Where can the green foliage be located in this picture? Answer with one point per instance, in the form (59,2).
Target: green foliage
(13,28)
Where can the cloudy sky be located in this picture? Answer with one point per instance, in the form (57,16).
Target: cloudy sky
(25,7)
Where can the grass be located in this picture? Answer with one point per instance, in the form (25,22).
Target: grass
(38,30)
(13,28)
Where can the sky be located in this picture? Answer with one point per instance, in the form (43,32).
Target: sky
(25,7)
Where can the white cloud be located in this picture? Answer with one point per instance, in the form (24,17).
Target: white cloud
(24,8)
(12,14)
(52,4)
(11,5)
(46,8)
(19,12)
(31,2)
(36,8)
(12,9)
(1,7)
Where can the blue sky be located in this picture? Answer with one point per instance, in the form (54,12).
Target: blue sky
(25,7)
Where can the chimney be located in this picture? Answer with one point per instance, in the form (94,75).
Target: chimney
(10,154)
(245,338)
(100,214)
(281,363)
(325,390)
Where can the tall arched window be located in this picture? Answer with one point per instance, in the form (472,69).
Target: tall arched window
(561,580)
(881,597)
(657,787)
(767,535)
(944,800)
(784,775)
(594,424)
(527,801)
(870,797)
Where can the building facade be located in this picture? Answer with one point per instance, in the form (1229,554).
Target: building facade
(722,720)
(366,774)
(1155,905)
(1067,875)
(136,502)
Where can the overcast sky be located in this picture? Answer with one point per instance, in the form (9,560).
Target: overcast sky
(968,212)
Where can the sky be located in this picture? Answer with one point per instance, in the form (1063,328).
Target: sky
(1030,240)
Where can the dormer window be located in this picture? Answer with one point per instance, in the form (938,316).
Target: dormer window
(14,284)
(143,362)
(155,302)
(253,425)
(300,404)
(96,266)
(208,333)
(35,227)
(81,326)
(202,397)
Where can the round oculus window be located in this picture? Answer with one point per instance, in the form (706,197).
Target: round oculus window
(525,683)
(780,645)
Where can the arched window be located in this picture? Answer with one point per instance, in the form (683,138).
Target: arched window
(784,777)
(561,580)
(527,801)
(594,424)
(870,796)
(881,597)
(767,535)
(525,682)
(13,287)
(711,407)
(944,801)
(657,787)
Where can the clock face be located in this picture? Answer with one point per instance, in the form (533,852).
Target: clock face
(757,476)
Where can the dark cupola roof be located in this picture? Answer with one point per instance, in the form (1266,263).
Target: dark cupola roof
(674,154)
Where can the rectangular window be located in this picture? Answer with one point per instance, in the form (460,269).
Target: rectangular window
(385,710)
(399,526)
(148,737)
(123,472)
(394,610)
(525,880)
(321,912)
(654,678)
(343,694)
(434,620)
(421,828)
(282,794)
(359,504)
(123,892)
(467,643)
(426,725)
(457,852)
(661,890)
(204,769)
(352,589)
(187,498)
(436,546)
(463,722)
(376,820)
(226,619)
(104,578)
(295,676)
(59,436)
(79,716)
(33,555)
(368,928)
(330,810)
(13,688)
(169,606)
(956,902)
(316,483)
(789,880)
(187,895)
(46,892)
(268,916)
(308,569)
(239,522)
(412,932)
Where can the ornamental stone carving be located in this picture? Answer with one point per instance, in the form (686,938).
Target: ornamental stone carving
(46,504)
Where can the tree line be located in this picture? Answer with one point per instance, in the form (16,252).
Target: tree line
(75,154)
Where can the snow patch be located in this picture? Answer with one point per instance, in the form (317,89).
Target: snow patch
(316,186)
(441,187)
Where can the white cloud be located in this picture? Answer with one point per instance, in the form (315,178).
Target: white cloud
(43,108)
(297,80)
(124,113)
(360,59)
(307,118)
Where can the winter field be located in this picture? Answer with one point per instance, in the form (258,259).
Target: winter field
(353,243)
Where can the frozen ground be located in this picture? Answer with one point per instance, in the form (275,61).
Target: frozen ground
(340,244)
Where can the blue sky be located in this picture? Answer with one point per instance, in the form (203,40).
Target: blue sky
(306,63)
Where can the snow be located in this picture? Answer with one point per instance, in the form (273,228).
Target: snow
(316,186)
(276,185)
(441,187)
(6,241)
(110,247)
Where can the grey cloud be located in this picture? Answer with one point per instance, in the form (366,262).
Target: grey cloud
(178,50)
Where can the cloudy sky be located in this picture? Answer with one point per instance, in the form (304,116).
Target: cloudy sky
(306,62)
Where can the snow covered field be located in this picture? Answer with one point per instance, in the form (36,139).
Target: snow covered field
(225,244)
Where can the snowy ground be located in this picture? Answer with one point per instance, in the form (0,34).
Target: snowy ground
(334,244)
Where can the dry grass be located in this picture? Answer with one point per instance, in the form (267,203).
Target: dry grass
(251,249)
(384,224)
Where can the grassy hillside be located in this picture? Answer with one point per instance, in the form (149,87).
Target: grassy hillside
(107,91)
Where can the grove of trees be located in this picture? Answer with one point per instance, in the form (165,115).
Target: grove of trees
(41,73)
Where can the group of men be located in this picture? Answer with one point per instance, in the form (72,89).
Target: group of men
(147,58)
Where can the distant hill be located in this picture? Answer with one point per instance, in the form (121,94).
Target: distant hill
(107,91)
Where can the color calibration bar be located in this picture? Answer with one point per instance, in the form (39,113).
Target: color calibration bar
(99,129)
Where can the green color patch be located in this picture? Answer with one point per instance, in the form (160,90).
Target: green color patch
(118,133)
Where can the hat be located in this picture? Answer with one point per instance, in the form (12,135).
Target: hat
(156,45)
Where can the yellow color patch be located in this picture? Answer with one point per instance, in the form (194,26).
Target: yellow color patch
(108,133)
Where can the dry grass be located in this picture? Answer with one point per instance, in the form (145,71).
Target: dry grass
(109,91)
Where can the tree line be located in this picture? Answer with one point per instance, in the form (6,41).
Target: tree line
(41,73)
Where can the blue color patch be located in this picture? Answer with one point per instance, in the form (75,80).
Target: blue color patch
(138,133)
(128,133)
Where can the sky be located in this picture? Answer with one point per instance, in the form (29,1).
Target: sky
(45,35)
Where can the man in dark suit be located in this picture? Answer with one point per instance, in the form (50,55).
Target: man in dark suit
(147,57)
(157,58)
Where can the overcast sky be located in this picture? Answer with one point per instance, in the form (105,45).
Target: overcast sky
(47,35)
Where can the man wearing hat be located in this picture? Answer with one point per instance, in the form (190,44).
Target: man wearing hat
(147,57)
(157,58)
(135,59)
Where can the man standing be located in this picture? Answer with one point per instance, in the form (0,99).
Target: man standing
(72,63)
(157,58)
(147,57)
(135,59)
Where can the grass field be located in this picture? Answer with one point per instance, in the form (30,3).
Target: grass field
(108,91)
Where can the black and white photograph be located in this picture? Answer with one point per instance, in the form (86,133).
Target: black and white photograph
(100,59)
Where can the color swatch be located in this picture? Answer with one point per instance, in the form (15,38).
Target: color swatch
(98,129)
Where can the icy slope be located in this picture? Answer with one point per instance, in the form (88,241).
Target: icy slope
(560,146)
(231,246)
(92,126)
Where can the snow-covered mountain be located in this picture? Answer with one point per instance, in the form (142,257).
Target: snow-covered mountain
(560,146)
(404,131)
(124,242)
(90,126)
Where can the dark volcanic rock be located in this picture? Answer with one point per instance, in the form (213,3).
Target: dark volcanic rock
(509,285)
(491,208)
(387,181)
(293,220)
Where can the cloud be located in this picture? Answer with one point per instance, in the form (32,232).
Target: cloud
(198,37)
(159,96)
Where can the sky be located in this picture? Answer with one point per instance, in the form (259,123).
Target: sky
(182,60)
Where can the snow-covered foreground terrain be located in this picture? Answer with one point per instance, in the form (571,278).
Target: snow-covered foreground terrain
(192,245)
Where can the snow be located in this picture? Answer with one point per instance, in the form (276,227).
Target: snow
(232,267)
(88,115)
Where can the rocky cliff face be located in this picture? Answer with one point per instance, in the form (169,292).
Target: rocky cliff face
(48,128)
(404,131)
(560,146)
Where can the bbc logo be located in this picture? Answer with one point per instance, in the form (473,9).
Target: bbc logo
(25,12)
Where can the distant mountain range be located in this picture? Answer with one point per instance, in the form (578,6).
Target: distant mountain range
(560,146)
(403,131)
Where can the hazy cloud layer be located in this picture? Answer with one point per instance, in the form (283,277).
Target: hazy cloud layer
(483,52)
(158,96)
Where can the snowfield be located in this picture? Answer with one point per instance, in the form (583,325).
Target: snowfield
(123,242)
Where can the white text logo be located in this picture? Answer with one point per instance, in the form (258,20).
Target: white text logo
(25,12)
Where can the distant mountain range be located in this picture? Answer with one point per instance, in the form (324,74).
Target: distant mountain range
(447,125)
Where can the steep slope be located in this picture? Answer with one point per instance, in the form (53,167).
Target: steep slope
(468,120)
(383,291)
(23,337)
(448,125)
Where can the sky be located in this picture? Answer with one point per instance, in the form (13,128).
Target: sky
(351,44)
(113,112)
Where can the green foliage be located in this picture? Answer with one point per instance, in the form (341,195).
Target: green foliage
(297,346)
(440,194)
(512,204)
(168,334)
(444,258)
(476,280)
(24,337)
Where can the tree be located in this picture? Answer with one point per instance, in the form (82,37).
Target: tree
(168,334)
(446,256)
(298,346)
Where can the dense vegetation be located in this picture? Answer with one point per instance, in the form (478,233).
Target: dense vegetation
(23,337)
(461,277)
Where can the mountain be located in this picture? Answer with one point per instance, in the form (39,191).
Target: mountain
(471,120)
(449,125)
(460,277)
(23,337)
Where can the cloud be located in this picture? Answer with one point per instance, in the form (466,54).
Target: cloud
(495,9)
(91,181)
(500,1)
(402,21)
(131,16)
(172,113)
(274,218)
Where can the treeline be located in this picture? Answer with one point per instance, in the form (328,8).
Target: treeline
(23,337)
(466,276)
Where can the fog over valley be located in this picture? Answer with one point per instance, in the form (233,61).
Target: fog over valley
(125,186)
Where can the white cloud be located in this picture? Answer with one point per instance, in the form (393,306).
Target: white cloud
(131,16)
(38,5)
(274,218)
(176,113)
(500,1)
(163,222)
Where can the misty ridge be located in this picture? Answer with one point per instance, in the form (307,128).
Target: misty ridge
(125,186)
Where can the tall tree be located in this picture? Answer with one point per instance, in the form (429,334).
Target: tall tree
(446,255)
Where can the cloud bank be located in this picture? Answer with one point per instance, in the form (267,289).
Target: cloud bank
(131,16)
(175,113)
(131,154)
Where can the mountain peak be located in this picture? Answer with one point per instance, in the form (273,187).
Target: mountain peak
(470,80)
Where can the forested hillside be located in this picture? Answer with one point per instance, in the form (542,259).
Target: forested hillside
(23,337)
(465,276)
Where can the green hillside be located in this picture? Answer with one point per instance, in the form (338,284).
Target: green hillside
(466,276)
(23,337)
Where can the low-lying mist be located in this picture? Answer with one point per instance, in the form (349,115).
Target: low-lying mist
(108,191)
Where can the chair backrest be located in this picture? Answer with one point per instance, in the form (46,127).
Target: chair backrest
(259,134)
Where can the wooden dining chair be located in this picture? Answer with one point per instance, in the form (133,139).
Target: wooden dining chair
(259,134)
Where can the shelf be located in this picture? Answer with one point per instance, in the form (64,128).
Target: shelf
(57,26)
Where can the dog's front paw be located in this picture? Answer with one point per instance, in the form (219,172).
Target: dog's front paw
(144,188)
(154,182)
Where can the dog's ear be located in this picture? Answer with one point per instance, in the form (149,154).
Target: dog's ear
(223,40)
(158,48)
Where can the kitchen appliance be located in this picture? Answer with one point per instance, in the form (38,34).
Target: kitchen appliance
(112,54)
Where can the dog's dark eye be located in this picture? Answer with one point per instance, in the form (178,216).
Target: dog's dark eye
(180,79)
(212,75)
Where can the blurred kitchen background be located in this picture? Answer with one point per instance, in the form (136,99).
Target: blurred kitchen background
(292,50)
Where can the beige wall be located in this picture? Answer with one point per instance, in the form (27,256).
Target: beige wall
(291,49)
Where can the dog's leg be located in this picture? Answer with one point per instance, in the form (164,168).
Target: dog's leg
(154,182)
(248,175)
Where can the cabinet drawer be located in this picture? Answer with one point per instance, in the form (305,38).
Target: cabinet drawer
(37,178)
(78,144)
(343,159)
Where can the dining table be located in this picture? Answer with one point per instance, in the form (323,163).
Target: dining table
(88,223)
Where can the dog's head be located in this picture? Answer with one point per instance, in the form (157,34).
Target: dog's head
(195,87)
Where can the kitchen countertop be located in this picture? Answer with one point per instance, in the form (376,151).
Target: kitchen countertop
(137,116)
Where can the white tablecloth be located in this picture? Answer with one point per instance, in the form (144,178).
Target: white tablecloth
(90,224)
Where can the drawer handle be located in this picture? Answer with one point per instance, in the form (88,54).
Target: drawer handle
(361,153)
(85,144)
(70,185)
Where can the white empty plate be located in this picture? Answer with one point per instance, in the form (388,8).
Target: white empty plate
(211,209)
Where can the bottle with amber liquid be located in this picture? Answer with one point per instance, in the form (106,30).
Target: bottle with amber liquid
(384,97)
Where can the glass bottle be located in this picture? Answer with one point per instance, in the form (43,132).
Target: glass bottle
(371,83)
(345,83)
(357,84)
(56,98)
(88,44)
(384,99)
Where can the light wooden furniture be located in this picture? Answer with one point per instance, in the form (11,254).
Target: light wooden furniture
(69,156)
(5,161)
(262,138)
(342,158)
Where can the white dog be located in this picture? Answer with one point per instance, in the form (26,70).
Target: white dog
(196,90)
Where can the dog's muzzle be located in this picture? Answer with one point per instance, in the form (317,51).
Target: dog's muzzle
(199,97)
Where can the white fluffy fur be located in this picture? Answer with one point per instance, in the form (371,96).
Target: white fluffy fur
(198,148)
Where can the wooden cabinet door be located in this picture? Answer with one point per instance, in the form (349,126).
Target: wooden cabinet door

**Work instructions**
Above are the records. Copy the lines beginning at the one that has "Target: dense vegetation" and ending with the one that has "Where can the misty", unchanged.

**Response for this exercise**
Target: dense vegetation
(23,337)
(461,277)
Where can the mountain be located in this picture? Answer with one point per instance, in the form (39,191).
Target: mountain
(471,120)
(449,125)
(460,277)
(23,337)
Where can the cloud be located in this picture? Answer with one point per instance, in the form (466,54).
Target: cloud
(495,9)
(91,181)
(500,1)
(402,21)
(131,16)
(172,113)
(274,218)
Where can the treeline be located in this picture? Answer with one point per instance, in the form (328,8).
Target: treeline
(23,337)
(466,276)
Where can the fog over valley be located in this picture? Answer with one point per instance, in the form (233,61).
Target: fog over valley
(125,186)
Where can the white cloud be located in this picture? Answer with one point per instance, in the form (393,306).
Target: white cloud
(131,16)
(38,5)
(274,218)
(176,113)
(500,1)
(163,222)
Where can the misty ridge be located in this picture? Answer with one point per instance, in the form (307,128).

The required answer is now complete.